Meu livro favorito ultimanente tem sido o How To Cook Everything Vegetarian, do Mark Bittman, que tem estado constantemente aberto em minha cozinha pelos últimos dois meses. Os pratos diários tem saído tão variados, que há já muitos meses não me lembro de comprar um pedaço de peixe, e me vejo em estado de puro choque quando ouço alguém dizer "não gosto de legumes". COMO É POSSÍVEL???

E Thomas tem sido puro orgulho gastronômico. Come sozinho, com suas mãozinhas exploradoras ou com garfinho e colher, que ele usa para espetar a comida do prato e levar... à outra mão, que então coloca o pedaço na boca. Mastiga com seus seis dentinhos, emitindo contentes "nhom-nhom-nhom". Adora comidas apimentadas. Numa reunião de amigos, peguei-o mastigando uma castanha de caju com caiena que eu preparara para os adultos. E frutas. Principalmente banana. Seu bolo de aniversário foi obviamente de banana.

Agora que ele completou um ano, estou devagarinho deixando-o comer coisinhas um pouco mais doces. Não sempre. De vez em quando. Porque é feito em casa. Porque tem bons ingredientes. E porque não importa o chocolate; como pode lhe fazer mal, com sarraceno e caqui? Porque não vai ser danoninho. Não no MEU turno.

Esses muffins foram o exemplo perfeito de algo que teria me tirado do sério há meses atrás. Porque eles estavam se esforçando para dar errado. De verdade. Meu forno que não anda confiável, minha cabeça cansada e distraída, eu já ter estragado outros muffins do mesmo livro, a manteiga gelada que talhou na adição dos ovos de uma vez e depois terminando de estragar miseravelmente na adição do iogurte... Mas deram certo. Muito certo. Deram certo porque decidi ouvir o tiozinho sábio invisível sentado no meu ombro, que me sussurrou: "joga fora e faz de novo, do seu jeito!".
__________________________________________________
> _Tarefa proposta_
Reproduza, sem nenhuma alteração, o trecho do texto-base que vai de "Agora que ele" a "no MEU turno.". O material não tem nenhum papel aqui.

> _Material fornecido_
__________________________________________________
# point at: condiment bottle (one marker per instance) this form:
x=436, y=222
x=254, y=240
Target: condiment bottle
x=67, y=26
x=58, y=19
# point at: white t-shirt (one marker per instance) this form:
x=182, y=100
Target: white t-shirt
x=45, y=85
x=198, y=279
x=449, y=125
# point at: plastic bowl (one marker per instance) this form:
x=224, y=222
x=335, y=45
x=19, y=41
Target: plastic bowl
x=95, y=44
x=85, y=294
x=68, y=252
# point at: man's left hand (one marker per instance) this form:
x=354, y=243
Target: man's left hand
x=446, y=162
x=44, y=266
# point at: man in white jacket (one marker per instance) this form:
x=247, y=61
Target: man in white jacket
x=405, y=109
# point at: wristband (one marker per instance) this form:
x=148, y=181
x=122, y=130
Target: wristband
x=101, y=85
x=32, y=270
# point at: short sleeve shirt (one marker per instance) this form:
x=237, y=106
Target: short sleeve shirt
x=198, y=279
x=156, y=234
__________________________________________________
> _Resolução_
Agora que ele completou um ano, estou devagarinho deixando-o comer coisinhas um pouco mais doces. Não sempre. De vez em quando. Porque é feito em casa. Porque tem bons ingredientes. E porque não importa o chocolate; como pode lhe fazer mal, com sarraceno e caqui? Porque não vai ser danoninho. Não no MEU turno.